# [Written instruction]
Report every line below that contains the word "background", copying each such line in full.

# [Records provided]
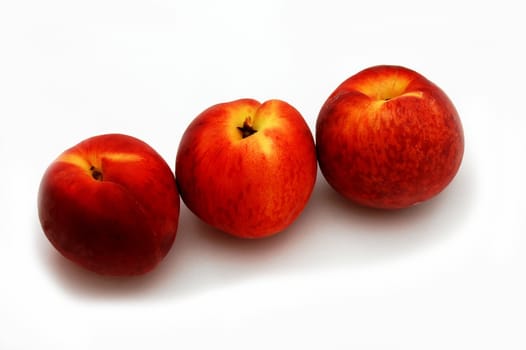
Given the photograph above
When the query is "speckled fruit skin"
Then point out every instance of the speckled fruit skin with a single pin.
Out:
(389, 138)
(253, 186)
(110, 204)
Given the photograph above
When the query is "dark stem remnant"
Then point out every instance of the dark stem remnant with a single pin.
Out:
(246, 129)
(96, 173)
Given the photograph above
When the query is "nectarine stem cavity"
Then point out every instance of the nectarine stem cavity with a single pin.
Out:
(96, 173)
(247, 129)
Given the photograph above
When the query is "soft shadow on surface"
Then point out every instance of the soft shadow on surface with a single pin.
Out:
(331, 233)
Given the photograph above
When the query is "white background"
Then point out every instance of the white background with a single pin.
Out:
(448, 274)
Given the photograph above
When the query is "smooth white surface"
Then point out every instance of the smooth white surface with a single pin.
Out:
(449, 274)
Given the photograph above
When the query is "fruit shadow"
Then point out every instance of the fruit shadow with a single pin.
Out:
(332, 233)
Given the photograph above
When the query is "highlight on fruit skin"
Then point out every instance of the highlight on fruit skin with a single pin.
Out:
(247, 168)
(389, 138)
(110, 204)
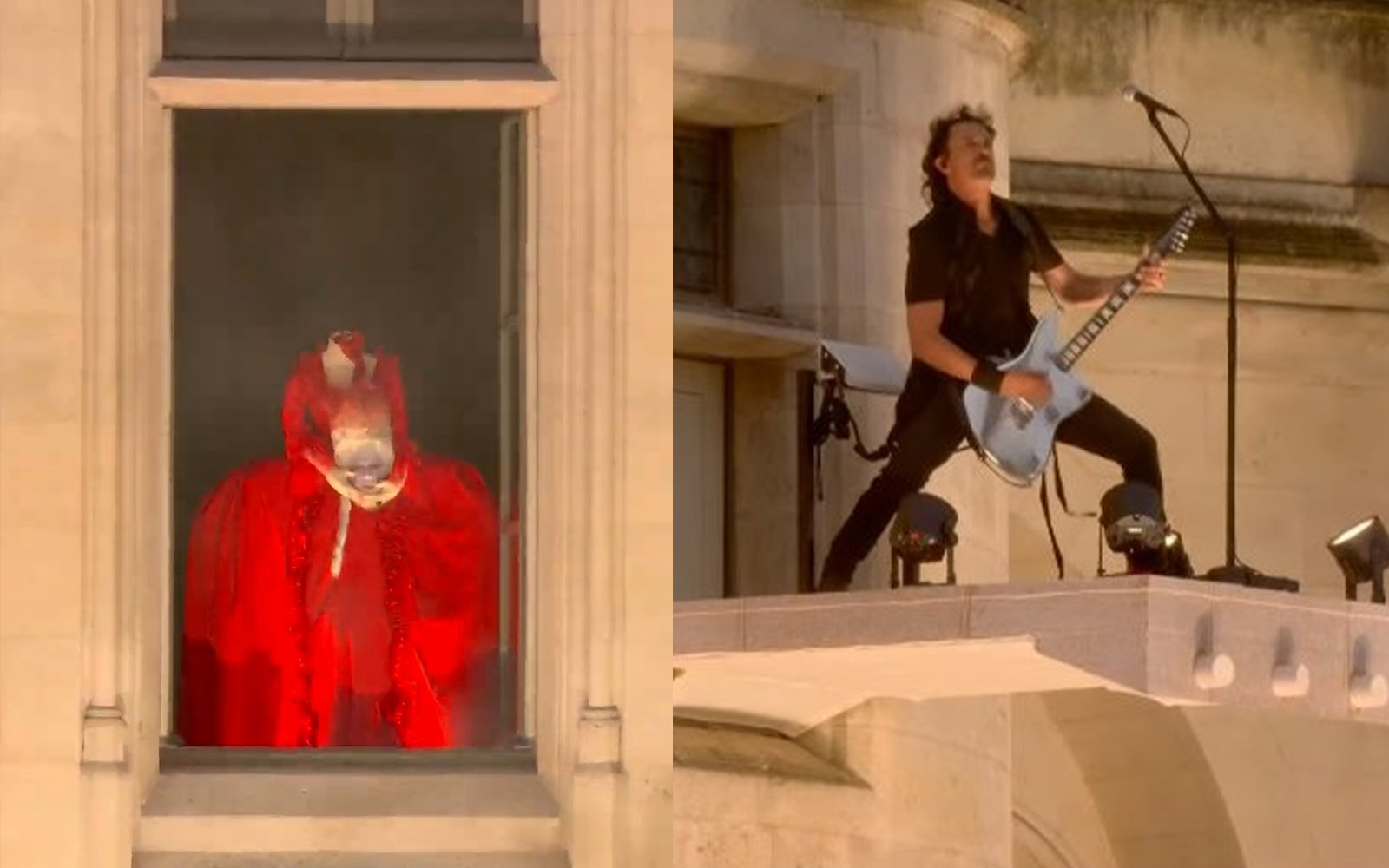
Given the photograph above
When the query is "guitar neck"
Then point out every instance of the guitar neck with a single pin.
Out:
(1085, 337)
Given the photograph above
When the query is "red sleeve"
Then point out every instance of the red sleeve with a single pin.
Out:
(455, 553)
(235, 610)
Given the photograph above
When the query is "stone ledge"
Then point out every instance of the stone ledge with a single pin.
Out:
(352, 860)
(420, 812)
(791, 663)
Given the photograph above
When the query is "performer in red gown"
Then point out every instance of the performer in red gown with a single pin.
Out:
(346, 594)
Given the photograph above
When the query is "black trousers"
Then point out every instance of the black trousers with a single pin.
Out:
(934, 431)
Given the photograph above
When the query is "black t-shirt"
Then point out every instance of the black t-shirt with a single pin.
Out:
(983, 281)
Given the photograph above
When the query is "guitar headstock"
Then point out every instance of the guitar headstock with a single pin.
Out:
(1174, 240)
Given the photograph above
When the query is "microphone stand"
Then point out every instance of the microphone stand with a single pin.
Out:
(1231, 571)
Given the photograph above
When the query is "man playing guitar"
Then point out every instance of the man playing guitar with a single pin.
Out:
(967, 300)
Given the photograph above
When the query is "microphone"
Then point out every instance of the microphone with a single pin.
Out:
(1134, 95)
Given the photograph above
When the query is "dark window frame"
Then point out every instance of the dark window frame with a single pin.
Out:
(720, 143)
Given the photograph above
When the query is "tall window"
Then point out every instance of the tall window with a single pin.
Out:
(352, 30)
(403, 226)
(701, 214)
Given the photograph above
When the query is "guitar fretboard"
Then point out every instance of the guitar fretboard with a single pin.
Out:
(1085, 337)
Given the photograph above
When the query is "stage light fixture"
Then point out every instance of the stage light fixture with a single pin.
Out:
(1131, 516)
(1363, 553)
(923, 534)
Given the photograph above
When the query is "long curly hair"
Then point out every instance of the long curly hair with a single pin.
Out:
(935, 182)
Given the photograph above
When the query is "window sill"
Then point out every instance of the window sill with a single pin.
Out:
(345, 759)
(212, 83)
(715, 332)
(247, 812)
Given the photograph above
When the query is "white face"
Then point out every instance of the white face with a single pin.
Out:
(365, 455)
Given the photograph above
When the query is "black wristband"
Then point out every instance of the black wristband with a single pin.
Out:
(986, 377)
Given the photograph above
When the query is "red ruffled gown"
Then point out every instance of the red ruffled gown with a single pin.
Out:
(393, 648)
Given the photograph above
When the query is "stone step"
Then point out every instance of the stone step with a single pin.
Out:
(347, 814)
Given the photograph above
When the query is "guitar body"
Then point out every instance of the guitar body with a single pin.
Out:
(1014, 437)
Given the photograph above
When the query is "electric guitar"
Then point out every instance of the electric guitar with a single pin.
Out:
(1014, 437)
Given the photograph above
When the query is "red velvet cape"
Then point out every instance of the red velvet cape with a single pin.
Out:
(277, 650)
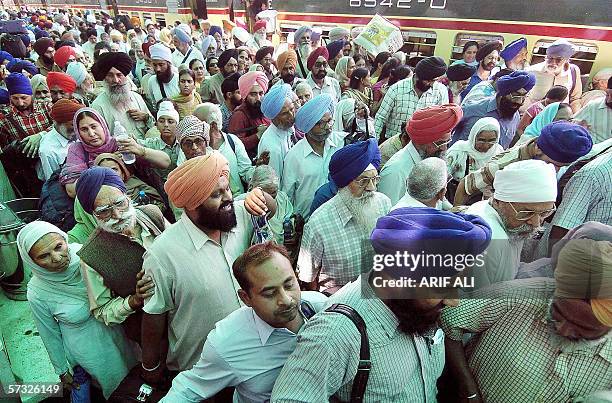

# [Expected answer]
When the query is "white background"
Then point out every instance of the white background with a single pin.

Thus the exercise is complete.